## Collection entries
=====
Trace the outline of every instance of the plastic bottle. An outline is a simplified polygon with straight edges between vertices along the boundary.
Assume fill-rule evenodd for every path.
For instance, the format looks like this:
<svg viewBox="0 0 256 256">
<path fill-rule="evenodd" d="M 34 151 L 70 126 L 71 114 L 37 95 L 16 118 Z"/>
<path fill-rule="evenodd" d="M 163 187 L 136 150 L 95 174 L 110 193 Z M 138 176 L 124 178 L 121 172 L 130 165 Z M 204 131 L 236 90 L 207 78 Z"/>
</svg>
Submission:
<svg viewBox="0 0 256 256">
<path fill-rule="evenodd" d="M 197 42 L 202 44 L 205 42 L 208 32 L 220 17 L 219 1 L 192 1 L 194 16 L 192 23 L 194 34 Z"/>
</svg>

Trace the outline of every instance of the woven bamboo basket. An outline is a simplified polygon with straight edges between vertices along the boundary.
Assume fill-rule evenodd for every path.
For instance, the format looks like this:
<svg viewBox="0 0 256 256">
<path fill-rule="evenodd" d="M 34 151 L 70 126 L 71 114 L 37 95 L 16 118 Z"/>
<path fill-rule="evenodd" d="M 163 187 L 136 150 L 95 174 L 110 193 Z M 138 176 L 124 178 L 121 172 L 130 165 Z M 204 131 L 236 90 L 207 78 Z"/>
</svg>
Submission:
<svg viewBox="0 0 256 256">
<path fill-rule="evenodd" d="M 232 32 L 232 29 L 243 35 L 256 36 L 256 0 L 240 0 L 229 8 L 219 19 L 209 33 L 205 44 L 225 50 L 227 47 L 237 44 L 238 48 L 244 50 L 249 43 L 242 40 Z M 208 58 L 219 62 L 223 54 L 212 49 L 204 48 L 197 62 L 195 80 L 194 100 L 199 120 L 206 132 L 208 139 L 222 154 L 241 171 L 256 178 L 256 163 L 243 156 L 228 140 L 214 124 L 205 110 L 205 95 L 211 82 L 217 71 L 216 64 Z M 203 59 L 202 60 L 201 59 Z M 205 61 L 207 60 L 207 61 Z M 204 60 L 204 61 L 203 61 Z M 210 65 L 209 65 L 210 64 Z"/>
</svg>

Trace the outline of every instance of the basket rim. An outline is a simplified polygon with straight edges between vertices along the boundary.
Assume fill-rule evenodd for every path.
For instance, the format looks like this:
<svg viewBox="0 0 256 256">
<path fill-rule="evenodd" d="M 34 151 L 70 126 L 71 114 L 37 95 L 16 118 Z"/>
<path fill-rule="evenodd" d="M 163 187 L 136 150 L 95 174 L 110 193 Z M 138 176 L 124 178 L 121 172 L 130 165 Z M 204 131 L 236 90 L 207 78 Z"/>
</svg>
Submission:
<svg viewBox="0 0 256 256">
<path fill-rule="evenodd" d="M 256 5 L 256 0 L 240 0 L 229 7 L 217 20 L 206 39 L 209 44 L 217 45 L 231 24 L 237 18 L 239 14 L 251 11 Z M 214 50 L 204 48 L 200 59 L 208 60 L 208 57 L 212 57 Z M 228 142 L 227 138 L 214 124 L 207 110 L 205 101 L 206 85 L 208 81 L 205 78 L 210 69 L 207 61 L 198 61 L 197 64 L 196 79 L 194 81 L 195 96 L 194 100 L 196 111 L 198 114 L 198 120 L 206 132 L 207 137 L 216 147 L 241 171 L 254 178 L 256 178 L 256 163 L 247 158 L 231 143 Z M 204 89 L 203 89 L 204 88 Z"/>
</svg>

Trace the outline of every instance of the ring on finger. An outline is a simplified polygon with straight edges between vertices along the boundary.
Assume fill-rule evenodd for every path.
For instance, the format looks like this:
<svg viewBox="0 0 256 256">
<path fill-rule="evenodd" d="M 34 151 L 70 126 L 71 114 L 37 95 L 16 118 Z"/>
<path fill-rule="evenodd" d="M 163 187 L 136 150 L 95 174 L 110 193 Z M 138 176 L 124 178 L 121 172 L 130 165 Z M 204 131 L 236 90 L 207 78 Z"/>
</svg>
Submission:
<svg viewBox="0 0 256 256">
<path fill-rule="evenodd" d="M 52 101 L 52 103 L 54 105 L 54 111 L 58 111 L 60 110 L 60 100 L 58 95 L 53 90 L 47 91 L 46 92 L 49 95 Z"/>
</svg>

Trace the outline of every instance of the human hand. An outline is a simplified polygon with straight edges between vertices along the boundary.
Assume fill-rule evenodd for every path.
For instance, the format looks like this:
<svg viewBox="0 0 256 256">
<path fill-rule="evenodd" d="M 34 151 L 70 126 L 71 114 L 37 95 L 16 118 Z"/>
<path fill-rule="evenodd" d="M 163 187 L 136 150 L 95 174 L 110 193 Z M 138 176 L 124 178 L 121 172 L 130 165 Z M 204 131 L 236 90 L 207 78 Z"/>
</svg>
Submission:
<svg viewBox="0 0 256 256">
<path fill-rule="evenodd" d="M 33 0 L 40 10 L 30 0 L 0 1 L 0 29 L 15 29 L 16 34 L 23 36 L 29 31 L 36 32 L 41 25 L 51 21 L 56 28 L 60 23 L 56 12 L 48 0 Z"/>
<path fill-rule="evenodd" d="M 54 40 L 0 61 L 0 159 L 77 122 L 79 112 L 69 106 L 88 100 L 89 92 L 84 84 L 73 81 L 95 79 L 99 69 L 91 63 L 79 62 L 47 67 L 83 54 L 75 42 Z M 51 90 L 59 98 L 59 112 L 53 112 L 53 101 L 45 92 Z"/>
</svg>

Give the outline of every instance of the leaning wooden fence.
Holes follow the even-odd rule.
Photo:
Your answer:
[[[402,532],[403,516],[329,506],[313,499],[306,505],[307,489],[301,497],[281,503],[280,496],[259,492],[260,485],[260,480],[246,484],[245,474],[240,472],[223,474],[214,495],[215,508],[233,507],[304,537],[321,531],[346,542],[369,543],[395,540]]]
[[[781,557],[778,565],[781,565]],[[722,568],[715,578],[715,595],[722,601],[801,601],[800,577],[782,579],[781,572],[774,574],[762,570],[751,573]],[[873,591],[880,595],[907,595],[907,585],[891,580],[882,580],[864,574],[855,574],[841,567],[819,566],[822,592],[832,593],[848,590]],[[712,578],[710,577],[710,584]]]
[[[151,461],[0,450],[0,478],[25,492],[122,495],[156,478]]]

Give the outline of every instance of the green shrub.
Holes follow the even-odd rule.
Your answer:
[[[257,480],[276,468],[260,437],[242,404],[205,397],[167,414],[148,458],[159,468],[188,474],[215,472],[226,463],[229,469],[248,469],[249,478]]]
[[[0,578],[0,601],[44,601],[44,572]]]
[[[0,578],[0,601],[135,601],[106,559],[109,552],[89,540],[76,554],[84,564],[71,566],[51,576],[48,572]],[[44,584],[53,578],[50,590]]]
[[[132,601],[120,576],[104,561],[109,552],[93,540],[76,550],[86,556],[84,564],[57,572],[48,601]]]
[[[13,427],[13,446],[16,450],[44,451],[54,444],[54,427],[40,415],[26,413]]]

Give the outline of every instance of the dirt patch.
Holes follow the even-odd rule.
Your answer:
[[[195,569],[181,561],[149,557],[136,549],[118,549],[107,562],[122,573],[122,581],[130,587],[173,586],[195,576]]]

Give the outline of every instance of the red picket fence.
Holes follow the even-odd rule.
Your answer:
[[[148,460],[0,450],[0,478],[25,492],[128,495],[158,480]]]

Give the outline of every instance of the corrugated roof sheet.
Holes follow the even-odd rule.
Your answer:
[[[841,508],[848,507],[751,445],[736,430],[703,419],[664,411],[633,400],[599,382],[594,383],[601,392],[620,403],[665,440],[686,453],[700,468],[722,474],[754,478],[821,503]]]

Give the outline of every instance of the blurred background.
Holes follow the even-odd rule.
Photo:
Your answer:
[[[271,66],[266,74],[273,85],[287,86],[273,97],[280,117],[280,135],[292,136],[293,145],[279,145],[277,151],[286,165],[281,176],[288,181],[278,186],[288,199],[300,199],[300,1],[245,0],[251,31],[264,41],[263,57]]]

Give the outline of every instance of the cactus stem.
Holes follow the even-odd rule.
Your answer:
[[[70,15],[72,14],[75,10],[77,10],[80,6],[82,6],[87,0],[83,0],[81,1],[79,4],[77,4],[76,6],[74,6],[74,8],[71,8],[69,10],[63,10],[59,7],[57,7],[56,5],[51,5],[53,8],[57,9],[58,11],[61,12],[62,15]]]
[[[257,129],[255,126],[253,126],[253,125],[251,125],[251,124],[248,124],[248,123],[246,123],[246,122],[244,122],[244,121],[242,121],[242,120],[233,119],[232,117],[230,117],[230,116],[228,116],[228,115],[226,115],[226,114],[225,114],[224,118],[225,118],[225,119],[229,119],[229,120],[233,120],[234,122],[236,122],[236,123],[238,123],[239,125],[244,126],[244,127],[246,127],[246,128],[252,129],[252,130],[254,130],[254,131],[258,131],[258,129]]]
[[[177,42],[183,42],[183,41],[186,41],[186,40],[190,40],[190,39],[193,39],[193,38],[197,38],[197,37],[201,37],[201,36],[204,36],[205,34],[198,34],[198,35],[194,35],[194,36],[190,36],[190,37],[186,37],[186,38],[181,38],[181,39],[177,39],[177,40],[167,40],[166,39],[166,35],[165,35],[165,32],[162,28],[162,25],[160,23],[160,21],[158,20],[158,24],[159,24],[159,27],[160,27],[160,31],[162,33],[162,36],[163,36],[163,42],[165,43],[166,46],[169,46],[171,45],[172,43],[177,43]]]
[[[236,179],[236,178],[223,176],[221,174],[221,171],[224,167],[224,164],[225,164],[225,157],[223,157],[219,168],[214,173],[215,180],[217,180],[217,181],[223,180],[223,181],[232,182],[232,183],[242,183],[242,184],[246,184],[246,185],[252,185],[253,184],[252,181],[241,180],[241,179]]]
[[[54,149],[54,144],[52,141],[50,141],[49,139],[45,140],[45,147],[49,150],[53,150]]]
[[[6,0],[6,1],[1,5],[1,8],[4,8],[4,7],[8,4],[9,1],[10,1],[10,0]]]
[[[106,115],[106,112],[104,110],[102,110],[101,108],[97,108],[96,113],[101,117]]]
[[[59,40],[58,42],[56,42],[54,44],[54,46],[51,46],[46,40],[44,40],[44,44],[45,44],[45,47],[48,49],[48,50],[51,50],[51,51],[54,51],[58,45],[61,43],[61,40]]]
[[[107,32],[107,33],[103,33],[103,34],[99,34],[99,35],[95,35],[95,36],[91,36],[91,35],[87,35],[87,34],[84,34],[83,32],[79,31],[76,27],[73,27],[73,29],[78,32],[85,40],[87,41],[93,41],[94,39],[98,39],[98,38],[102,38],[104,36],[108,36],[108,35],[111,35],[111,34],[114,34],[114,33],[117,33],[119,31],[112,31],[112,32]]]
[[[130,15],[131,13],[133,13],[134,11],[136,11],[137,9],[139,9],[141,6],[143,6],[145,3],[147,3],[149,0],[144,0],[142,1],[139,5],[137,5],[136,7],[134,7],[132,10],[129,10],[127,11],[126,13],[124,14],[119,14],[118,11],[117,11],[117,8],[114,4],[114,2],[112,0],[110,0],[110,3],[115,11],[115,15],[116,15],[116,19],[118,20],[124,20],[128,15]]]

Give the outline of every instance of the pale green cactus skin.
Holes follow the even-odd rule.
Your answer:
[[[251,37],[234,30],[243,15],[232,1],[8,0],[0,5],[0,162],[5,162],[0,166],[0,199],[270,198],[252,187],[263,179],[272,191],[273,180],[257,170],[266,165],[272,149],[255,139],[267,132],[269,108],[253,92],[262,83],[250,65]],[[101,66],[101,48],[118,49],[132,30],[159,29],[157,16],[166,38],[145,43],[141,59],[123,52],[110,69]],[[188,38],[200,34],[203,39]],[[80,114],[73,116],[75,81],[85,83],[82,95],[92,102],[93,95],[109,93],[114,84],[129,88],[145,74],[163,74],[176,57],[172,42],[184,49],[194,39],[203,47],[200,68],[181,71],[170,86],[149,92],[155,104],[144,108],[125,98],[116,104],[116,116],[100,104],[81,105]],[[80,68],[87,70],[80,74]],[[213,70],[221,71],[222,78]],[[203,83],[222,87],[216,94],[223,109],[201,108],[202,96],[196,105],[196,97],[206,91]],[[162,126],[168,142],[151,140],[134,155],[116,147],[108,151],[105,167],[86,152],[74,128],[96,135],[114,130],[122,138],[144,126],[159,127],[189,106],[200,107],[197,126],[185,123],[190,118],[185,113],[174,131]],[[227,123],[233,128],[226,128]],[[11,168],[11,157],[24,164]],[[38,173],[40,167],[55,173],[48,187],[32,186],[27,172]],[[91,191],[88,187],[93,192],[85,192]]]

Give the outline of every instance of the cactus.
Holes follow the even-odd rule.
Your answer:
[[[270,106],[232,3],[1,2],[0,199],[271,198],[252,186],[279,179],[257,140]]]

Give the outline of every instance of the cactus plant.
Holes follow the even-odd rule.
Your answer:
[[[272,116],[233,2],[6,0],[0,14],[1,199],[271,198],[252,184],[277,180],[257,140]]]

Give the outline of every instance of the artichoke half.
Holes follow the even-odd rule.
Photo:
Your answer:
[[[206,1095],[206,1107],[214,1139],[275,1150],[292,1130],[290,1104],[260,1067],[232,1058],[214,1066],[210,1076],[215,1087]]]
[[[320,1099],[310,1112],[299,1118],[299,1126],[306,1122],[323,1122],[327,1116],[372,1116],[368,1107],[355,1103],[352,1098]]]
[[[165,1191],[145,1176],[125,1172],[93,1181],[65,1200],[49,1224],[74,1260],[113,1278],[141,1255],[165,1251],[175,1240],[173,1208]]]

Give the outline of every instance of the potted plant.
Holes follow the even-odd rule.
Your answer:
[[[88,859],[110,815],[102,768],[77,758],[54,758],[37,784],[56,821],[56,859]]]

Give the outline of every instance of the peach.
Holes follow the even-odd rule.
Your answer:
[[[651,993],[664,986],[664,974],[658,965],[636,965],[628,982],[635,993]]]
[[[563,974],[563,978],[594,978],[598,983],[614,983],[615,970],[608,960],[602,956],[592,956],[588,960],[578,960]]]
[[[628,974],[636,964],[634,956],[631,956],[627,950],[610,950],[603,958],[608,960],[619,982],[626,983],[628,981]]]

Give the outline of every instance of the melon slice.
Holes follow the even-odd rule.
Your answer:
=====
## Goal
Set out the lines between the one containing "Give the outline of every instance of the leaning" and the one containing "[[[151,461],[0,450],[0,478],[25,492],[122,495],[156,478]]]", inclusive, as a numbered list, dropping any blank lines.

## Output of the task
1. Give the outline of every instance of the leaning wooden fence.
2. Holes follow the even-odd rule.
3. Photo:
4. Your answer:
5. [[[402,532],[403,516],[329,506],[313,499],[306,505],[307,489],[301,497],[281,503],[280,496],[259,492],[260,485],[260,480],[246,484],[245,474],[240,472],[223,474],[214,495],[215,508],[233,507],[304,537],[321,531],[346,542],[369,543],[395,540]]]
6. [[[781,557],[778,565],[781,565]],[[722,568],[715,578],[715,595],[722,601],[801,601],[800,577],[782,579],[781,572],[774,574],[762,570],[751,573]],[[873,591],[880,595],[907,595],[907,585],[891,580],[882,580],[864,574],[855,574],[841,567],[819,566],[822,592],[832,593],[848,590]],[[712,578],[710,577],[710,584]]]
7. [[[151,461],[0,450],[0,478],[25,492],[122,495],[156,478]]]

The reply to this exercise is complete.